REQUIRED TASK: Please write out again the items from the line with "Target: green hedge along wall" through the end of the items, requests included, shifting every coordinate in their answers by adding 68.

——

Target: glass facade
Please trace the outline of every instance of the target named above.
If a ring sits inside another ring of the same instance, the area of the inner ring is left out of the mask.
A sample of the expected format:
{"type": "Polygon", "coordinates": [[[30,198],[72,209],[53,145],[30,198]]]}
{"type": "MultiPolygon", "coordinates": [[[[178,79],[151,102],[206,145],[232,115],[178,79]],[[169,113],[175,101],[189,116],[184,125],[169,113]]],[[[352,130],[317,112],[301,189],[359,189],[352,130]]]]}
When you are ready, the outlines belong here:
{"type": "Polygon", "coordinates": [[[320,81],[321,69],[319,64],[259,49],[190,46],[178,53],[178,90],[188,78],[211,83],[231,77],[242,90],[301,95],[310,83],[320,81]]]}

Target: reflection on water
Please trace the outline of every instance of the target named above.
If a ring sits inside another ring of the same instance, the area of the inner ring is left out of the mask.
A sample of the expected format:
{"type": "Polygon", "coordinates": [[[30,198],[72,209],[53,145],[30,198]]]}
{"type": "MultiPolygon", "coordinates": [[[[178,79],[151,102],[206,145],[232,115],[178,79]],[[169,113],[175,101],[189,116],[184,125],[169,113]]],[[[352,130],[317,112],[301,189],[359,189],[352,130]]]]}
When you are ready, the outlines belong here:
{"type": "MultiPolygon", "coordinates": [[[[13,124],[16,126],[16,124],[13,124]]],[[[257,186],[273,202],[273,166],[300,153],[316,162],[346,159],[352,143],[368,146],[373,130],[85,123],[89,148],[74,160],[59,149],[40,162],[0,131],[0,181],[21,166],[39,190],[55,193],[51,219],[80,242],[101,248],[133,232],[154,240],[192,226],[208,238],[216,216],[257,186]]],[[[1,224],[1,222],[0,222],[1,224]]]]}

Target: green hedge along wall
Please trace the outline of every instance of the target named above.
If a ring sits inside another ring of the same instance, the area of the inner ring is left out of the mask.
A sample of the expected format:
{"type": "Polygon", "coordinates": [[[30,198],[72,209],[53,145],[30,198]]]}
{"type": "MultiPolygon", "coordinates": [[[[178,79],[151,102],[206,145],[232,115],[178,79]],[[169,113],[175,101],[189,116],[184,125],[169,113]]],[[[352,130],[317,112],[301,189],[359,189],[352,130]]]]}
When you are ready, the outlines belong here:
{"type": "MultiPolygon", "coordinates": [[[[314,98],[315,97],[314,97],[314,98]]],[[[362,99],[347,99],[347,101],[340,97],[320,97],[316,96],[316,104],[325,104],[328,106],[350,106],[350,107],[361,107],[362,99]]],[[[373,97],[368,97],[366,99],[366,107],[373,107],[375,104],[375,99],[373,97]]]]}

——

COMPLETED TASK:
Target: green hedge along wall
Please trace the outline of every instance of the target named above.
If a ring sits inside another ring of the same instance, the area of the inner ring is left out of the mask.
A sample of the expected format:
{"type": "Polygon", "coordinates": [[[30,198],[72,209],[53,145],[30,198]]]}
{"type": "MultiPolygon", "coordinates": [[[[178,79],[151,102],[206,145],[232,115],[178,79]],[[169,113],[175,101],[189,116],[184,125],[169,113]]],[[[352,130],[317,112],[301,189],[359,189],[352,130]]]]}
When you are ready, the outlines belong here:
{"type": "MultiPolygon", "coordinates": [[[[382,166],[383,165],[382,165],[382,166]]],[[[430,167],[415,167],[415,169],[408,165],[388,165],[384,164],[384,172],[393,172],[396,174],[418,174],[418,175],[429,175],[430,167]]],[[[441,165],[436,165],[434,167],[434,175],[441,175],[443,172],[443,167],[441,165]]]]}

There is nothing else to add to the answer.